_TRECHO SELECIONADO_.

┏━━

A ópera a serviço dos estados íntimos e fugidios

A ópera a serviço dos estados íntimos e fugidios
(Foto: Bob Sousa)

 

Fotos de Bob Sousa

A encenação das óperas O canto do cisne e Palestra sobre pássaros aquáticos, ambas com libretos inspirados em duas peças curtas de Tchékhov – apresentadas em programa duplo, de 18 a 21 de agosto no Theatro São Pedro –, convida o espectador à fruição de uma bem-vinda intertextualidade entre literatura, teatro e ópera, cujo cerne parece ser o estímulo à preservação da memória, desdobrada em duas proposições: a memória da arte e da cultura e a memória na arte e na cultura.

O grande destaque desse programa precioso é promover o encontro do público com uma obra em que lucidez e desencanto se misturam com complexidade e profundeza ímpares, como é o caso das narrativas de Anton Pavlóvitch Tchékhov (1860-1904), o grande escritor e dramaturgo russo que concebeu uma galeria antológica de personagens para os quais a plenitude dos pequenos entusiasmos do dia a dia mal disfarçam a ausência do sentido maior da vida. Os contos, novelas e peças de teatro do autor acabaram por se distanciar da escola realista em voga no século 20, constituindo um espesso conjunto de criações cuja singularidade ainda fascina artistas, leitores e intelectuais mundo afora.

(Foto: Bob Sousa)

Máximo Górki escreveu em 1900 uma carta para Tchékhov na qual apontava, entre admirado e atônito, a mudança de perspectiva que a obra do amigo estava imprimindo à arte e à literatura russas:

Você sabe o que está fazendo? Está matando o realismo… Depois de qualquer de suas histórias, por mais insignificante que seja, tudo parece rude, como se fosse escrito não com uma pena, mas com um porrete.

┗━━

_MATERIAL FORNECIDO_.
┏━━

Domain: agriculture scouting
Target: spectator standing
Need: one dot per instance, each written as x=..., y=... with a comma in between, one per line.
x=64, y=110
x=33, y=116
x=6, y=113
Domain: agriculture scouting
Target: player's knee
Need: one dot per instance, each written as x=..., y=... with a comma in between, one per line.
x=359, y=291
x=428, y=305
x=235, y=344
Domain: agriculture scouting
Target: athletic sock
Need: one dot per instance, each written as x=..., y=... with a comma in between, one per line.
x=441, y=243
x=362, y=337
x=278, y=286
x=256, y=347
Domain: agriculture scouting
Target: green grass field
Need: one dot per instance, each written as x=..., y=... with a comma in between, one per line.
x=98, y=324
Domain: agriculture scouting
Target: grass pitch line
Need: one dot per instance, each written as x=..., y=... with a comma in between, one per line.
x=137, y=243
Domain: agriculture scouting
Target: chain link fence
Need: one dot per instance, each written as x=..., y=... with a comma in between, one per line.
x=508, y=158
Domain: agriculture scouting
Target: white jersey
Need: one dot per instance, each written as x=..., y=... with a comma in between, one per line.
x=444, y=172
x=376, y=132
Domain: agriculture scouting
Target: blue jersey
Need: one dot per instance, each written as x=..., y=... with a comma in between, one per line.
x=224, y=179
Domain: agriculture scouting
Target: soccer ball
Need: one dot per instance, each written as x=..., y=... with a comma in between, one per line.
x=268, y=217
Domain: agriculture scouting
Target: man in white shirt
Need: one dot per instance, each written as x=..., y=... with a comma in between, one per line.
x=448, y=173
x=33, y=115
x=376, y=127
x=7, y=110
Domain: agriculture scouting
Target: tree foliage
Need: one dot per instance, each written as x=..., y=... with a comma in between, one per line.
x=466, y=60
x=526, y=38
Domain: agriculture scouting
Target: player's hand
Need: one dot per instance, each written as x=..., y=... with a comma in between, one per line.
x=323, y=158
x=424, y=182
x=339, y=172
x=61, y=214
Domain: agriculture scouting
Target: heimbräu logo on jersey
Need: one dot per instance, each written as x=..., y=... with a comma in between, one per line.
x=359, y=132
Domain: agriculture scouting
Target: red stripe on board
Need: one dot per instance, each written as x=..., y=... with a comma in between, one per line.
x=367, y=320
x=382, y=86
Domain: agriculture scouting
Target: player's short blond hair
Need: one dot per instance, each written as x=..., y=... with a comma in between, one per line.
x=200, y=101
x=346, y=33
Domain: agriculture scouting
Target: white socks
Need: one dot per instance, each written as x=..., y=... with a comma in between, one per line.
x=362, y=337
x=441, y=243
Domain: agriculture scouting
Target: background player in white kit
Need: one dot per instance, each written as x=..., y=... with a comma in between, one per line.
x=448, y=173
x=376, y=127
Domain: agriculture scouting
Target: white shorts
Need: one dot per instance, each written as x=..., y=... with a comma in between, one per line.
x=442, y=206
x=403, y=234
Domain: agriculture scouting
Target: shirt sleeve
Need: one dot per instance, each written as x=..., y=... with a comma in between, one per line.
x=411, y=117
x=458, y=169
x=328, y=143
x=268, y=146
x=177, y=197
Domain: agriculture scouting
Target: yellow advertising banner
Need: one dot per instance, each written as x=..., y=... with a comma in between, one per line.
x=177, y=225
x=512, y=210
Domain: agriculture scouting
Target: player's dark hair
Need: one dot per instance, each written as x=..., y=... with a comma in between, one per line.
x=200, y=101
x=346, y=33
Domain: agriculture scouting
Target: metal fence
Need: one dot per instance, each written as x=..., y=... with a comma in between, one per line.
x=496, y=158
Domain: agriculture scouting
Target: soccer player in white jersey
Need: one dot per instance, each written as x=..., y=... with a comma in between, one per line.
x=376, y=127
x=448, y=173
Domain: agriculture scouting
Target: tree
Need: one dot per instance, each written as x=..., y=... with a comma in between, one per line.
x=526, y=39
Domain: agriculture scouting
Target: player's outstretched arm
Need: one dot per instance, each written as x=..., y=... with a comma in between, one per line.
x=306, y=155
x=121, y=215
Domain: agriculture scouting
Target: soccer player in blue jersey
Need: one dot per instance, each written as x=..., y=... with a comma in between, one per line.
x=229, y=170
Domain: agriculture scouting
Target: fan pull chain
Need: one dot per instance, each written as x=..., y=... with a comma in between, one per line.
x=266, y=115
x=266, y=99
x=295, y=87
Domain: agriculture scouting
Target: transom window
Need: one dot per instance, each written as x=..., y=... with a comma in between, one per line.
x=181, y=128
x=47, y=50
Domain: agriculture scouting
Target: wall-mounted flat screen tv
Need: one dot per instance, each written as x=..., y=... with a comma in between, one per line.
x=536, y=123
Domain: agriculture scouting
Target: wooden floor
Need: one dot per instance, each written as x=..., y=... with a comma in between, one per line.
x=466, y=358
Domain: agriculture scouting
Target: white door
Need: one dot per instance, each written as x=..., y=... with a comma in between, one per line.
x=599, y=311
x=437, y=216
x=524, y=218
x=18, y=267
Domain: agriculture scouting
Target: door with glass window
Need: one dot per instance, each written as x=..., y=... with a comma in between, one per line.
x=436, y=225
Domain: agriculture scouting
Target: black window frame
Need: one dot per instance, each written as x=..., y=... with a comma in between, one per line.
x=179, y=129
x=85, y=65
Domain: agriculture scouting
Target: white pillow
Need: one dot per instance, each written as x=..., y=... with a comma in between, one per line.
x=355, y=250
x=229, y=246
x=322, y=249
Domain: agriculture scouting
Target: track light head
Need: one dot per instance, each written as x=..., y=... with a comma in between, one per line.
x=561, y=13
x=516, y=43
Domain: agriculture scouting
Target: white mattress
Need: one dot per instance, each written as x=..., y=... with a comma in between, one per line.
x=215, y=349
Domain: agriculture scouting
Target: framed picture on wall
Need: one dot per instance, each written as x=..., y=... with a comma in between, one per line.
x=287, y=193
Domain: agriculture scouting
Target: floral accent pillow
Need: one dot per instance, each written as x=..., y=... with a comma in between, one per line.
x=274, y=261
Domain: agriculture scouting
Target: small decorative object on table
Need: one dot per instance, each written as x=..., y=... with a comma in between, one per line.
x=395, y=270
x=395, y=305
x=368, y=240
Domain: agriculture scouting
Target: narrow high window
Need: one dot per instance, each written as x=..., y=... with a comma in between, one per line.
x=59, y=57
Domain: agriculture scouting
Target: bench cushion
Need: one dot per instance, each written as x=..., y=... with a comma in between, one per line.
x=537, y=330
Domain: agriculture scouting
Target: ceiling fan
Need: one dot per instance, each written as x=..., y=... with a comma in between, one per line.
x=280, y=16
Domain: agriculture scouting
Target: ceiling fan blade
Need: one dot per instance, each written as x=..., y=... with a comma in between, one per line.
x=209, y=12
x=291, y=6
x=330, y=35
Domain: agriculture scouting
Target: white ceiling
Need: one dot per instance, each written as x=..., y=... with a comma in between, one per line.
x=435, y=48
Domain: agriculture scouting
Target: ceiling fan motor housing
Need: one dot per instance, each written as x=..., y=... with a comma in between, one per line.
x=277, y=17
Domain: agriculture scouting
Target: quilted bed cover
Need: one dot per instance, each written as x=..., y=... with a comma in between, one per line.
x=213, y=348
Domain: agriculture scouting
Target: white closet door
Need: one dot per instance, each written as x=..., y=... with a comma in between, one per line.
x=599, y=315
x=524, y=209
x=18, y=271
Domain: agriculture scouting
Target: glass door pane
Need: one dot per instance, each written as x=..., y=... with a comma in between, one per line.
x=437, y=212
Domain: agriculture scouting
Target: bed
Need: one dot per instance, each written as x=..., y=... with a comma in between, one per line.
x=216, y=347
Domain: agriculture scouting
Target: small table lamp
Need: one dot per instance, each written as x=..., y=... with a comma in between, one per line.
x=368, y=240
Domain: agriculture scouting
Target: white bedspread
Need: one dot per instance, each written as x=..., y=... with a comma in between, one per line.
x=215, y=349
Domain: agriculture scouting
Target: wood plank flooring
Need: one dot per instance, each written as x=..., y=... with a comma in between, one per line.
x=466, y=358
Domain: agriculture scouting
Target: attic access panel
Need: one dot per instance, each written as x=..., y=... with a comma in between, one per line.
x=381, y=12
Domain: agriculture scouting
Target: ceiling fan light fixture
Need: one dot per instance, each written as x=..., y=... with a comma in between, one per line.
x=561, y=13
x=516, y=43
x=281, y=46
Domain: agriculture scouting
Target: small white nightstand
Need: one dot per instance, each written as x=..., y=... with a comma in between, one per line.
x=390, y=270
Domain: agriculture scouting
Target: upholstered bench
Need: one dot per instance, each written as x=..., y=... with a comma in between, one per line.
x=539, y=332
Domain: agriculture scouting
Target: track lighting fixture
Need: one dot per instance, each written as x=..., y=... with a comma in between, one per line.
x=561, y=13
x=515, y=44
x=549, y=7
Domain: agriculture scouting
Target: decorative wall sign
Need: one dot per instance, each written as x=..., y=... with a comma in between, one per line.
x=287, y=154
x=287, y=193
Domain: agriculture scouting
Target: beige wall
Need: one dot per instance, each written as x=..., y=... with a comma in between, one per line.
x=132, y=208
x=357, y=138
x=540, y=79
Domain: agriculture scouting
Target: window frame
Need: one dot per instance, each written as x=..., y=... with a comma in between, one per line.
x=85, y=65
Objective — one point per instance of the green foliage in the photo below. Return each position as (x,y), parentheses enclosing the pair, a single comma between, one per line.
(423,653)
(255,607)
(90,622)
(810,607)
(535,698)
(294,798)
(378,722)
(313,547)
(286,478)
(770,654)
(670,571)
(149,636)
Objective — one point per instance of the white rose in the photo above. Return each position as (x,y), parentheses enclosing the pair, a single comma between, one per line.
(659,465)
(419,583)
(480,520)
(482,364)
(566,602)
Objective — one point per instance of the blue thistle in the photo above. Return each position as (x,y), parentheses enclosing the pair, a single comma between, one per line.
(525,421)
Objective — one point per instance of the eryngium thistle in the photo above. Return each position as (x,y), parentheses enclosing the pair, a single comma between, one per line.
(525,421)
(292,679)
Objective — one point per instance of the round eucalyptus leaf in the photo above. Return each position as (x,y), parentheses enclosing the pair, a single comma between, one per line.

┗━━

_ATIVIDADES PROPOSTAS_.
**1.** Responda às perguntas sobre o trecho selecionado:
(a) Em que teatro e em que período foram apresentadas as duas óperas?
(b) Quais anos de nascimento e de morte de Tchékhov o trecho indica?
(c) Em que ano Máximo Górki escreveu a carta para Tchékhov?
**2.** Transcreva fielmente somente as linhas dos registros que vão do início dos registros até a linha que contém "x=235, y=344", incluindo as duas extremidades.

_RESOLUÇÃO DOS EXERCÍCIOS_.
**1.**
(a) No Theatro São Pedro, de 18 a 21 de agosto.
(b) 1860 e 1904.
(c) Em 1900.

**2.**
Domain: agriculture scouting
Target: spectator standing
Need: one dot per instance, each written as x=..., y=... with a comma in between, one per line.
x=64, y=110
x=33, y=116
x=6, y=113
Domain: agriculture scouting
Target: player's knee
Need: one dot per instance, each written as x=..., y=... with a comma in between, one per line.
x=359, y=291
x=428, y=305
x=235, y=344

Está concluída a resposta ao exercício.